WHAT TO DO
Continue the passage on androgen receptor mechanisms in castration-resistant prostate cancer from the point where it ends.

--- READING TEXT ---

Another mechanism of castration resistance is prostate cancer is gain of function mutations in the AR. As with splicing variants, clinically relevant point mutations predominantly affect the ligand-binding domain. However, rather than conveying constitutive activation, AR gain of function mutations have been shown to induce enhanced sensitivity to low levels of androgens, affinity for non-androgen ligands (glucocorticoids, progestins, estrogens, dehydroepiandrosterone) and even antagonist-to-agonist switching.5,25–27 One such mutant is AR T877A which not only binds to androgens, but also to other hormones such as estrogen and progesterone as well as AR antagonists.5,25,27 AR T877A has only been identified in CRPC patients, but not hormone-naïve patients, supporting the role of T877A in developing castrate-resistance following prolonged exposure to ADT28,29 In fact, Suzuki et al found that expression of this mutant in CRPC patients was associated with a remarkable fall in prostate-specific antigen after withdrawal of antiandrogen therapy.27 In a similar fashion, the AR-LBD missense mutation (F876L) results in agonists activity from the AR antagonists ARN-509 and enzalutamide.30

Posttranslational Regulation of AR

Posttranslational regulation of AR represents an important molecular mechanism for enhancing AR signaling—these processes include acetylation, methylation, phosphorylation, SUMOylation and ubiquitination.31 The functions of these processes include: dictating AR protein stability and degradation, intracytosolic AR localization, controlling transcriptional function of AR and modulating the expression of AR target genes expression.32 The role of phosphorylation, methylation and acetylation is generally to augment the transcriptional function of AR with only a small number of the 19 phosphorylation sites of AR inhibiting transcriptional activity.32 Protein kinase A, B and C, mitogen-activated protein kinase, activated CDC42 kinase 1 and src-family kinases have all been incriminated in AR phosphorylation.33 The phosphorylation of AR at serine 81 (S81), located in the N terminal domain of AR, regulates AR protein stability, cellular activation and transactivation.32 S81 is the most highly phosphorylated site on AR with phosphorylation occurring in response to androgens. Phosphorylated S81 is decreased after castration corresponding with loss of AR activity, but is highly expressed in CRPC) tumors with one study suggesting its association with AR resurrection in CRPC.34 A number of cyclin-dependent kinases are involved in phosphorylation of S81, with inhibition of these kinases leading to a reduction in the process.32 Phosphorylation of serine 308 (S308) and serine 791 (S791) negatively regulates the transcriptional activity of AR.32,35 Ubiquitination also promotes AR transcriptional activity.33 It was found that Siah2, a E3 ubiquitin ligase contributes to CRPC, by regulation of androgen receptor activity with Siah2 inhibition promoting PC (PC) regression following castration.36 Finally, SUMOylation, which leads to binding of small ubiquitin like modifiers(SUMO) to AR, generally results in repression of AR transcriptional activity.33 When chemical castration fails, targeting the above pathways of AR posttranslational- modification may represent a promising treatment strategy for CRPC.

--- DATA FOR ANALYSIS ---

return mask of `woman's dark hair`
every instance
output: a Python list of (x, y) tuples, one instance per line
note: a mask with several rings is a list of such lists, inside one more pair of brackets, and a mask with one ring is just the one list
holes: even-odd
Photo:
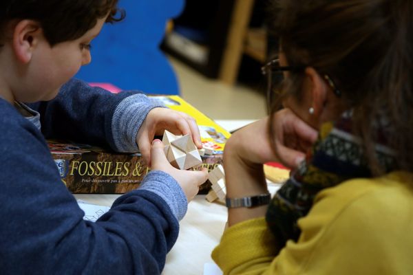
[[(13, 19), (38, 21), (53, 46), (75, 40), (109, 14), (107, 22), (122, 20), (125, 12), (117, 7), (118, 0), (1, 0), (0, 28)], [(4, 32), (1, 38), (4, 38)]]
[[(378, 118), (386, 122), (388, 143), (396, 151), (400, 168), (413, 171), (413, 1), (271, 4), (269, 30), (279, 38), (288, 65), (311, 66), (334, 80), (354, 110), (357, 133), (363, 139), (373, 172), (381, 173), (372, 151)], [(286, 93), (299, 97), (304, 75), (290, 75)]]

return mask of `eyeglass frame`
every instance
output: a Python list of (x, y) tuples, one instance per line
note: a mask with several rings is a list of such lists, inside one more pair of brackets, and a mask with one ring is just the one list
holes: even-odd
[[(277, 65), (275, 66), (275, 65)], [(306, 66), (280, 66), (279, 65), (279, 58), (278, 56), (277, 56), (277, 57), (270, 60), (264, 66), (262, 66), (261, 67), (261, 72), (263, 75), (265, 76), (265, 75), (267, 75), (268, 72), (300, 71), (300, 70), (304, 69), (306, 67)], [(268, 68), (271, 69), (270, 72), (268, 72)], [(334, 81), (332, 81), (332, 79), (331, 79), (331, 78), (328, 74), (324, 74), (323, 77), (324, 77), (324, 80), (327, 82), (328, 85), (332, 89), (332, 91), (333, 91), (334, 94), (337, 97), (341, 98), (341, 91), (337, 89), (335, 83), (334, 82)], [(268, 101), (268, 104), (269, 104), (269, 103), (271, 103), (270, 102), (271, 100), (270, 100), (269, 98), (271, 96), (270, 93), (272, 91), (270, 91), (270, 89), (271, 89), (271, 88), (272, 88), (272, 83), (271, 83), (271, 76), (270, 75), (268, 75), (268, 83), (267, 89), (268, 89), (268, 95), (267, 95), (267, 100)]]

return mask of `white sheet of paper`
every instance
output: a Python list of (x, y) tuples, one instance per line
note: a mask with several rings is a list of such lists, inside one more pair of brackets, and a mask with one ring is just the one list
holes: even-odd
[(220, 267), (213, 263), (204, 264), (204, 275), (222, 275)]
[(79, 207), (85, 212), (83, 219), (85, 221), (96, 221), (100, 216), (110, 209), (110, 207), (89, 204), (80, 199), (78, 199), (77, 202)]

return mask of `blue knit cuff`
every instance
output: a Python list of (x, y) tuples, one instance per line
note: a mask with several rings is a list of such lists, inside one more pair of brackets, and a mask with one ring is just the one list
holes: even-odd
[(112, 134), (117, 151), (138, 151), (138, 131), (149, 111), (156, 107), (165, 106), (152, 104), (142, 94), (128, 96), (118, 104), (112, 121)]
[(139, 188), (160, 197), (178, 221), (182, 219), (187, 213), (188, 200), (184, 190), (169, 174), (160, 170), (151, 170), (146, 175)]

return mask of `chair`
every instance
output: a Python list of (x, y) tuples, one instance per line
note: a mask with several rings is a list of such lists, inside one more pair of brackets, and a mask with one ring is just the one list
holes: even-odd
[(179, 15), (184, 6), (184, 0), (120, 1), (126, 18), (103, 27), (92, 43), (92, 63), (76, 77), (122, 89), (179, 94), (176, 76), (160, 44), (167, 23)]

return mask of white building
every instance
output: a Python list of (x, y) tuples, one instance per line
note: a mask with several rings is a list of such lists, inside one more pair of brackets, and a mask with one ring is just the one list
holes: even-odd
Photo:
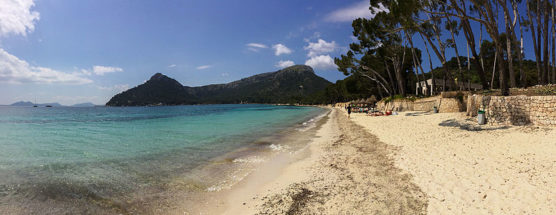
[[(438, 92), (442, 92), (443, 91), (443, 87), (444, 87), (444, 80), (442, 79), (434, 79), (435, 80), (435, 87), (434, 89), (429, 89), (427, 88), (430, 87), (432, 88), (432, 79), (428, 79), (426, 81), (421, 81), (421, 89), (419, 89), (419, 82), (415, 83), (415, 92), (417, 95), (434, 95), (434, 94), (438, 94)], [(446, 90), (472, 90), (472, 91), (477, 91), (477, 90), (482, 90), (483, 86), (480, 84), (474, 84), (474, 83), (463, 83), (461, 81), (458, 81), (458, 84), (456, 85), (455, 81), (450, 81), (450, 80), (446, 80)]]

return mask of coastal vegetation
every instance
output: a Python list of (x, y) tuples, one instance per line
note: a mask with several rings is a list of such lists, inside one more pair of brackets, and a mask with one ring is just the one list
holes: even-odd
[[(335, 59), (348, 83), (357, 86), (337, 82), (324, 93), (326, 101), (360, 95), (351, 92), (384, 98), (419, 95), (416, 89), (422, 88), (469, 90), (470, 83), (507, 96), (515, 91), (510, 88), (556, 83), (554, 0), (371, 0), (370, 5), (374, 18), (353, 21), (356, 41)], [(534, 47), (535, 61), (525, 59), (526, 46)], [(449, 53), (457, 57), (448, 58)], [(436, 68), (434, 58), (441, 64)], [(432, 86), (421, 86), (428, 79)], [(446, 84), (451, 81), (457, 87)], [(357, 90), (343, 90), (349, 88)]]

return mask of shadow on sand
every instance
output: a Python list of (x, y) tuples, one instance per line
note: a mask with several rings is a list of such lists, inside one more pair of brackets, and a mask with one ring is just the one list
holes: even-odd
[[(472, 120), (467, 120), (470, 122), (473, 122)], [(508, 129), (510, 128), (509, 126), (501, 126), (501, 127), (481, 127), (480, 125), (477, 125), (476, 122), (473, 122), (475, 124), (472, 123), (468, 123), (468, 122), (458, 122), (455, 119), (449, 119), (449, 120), (444, 120), (443, 122), (439, 123), (438, 125), (440, 126), (444, 126), (444, 127), (454, 127), (454, 128), (459, 128), (461, 130), (466, 130), (466, 131), (491, 131), (491, 130), (502, 130), (502, 129)]]
[(426, 116), (426, 115), (432, 115), (432, 112), (414, 112), (414, 113), (406, 113), (405, 116)]

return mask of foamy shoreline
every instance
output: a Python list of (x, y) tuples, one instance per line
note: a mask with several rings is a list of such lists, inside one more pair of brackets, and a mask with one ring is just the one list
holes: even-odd
[(207, 212), (555, 213), (554, 129), (476, 126), (461, 113), (346, 115), (334, 109), (306, 149), (262, 163)]

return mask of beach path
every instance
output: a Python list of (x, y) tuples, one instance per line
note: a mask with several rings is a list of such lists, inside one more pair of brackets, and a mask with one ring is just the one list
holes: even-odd
[(352, 114), (398, 147), (428, 214), (556, 214), (556, 129), (478, 126), (463, 113)]

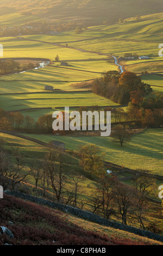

---

ANSWER FOR THIS EXERCISE
Coactivators or Corepressor Modification

AR’s interaction with coregulators is key in the development of CRPC. AR acts as a transcription factor in collaboration with a number of “coactivators” and “corepressors” which control its transcriptional activity.37 Greater than 150 molecules are known to influence AR’s transcriptional activity.38 These coregulators have a wide variety of roles: as previously mentioned, they modulate other proteins through phosphorylation and epigenetic alterations, act as molecular drivers, interfere with RNA splicing and stimulate transcriptional pathways.39,40 Critically, these coregulators facilitate transcriptional function of AR even under an androgen-depleted milieu and have thus been implicated in development of CRPC.37 CBP/P300, p160/SRC, and GATA2 are examples of coactivators of AR.41–43 Interplay with a coactivator results in aberrant stimulation of AR, leading to heightened transcriptional response and consequently increased PC growth.39 When inhibited, AR expression is decreased and in vitro and in vivo studies, the use of small molecule inhibitors of these coactivators leads to reduction in PC growth.42–44 Components of the steroid receptor coactivator family (SRC) are heavily expressed in CRPC.38,45 Phosphorylation of SRC1 by a number of different mechanisms enables it to activate AR transcription in the absence of androgens.46 Corepressors, such as NcoR 1 and NcoR 2 have the opposite effect on AR transcription activity. A preclinical study found that following treatment with bicalutamide, an antiandrogen, NCoR recruitment was reduced or absent in cells with increased AR receptor protein.16 Corepressors are frequently decreased in CRPC.47 This imbalance of control, arising from increased activity of coactivators and reduced influence of corepressors leads to a progrowth state, which is androgen independent—in essence facilitating development of CRPC.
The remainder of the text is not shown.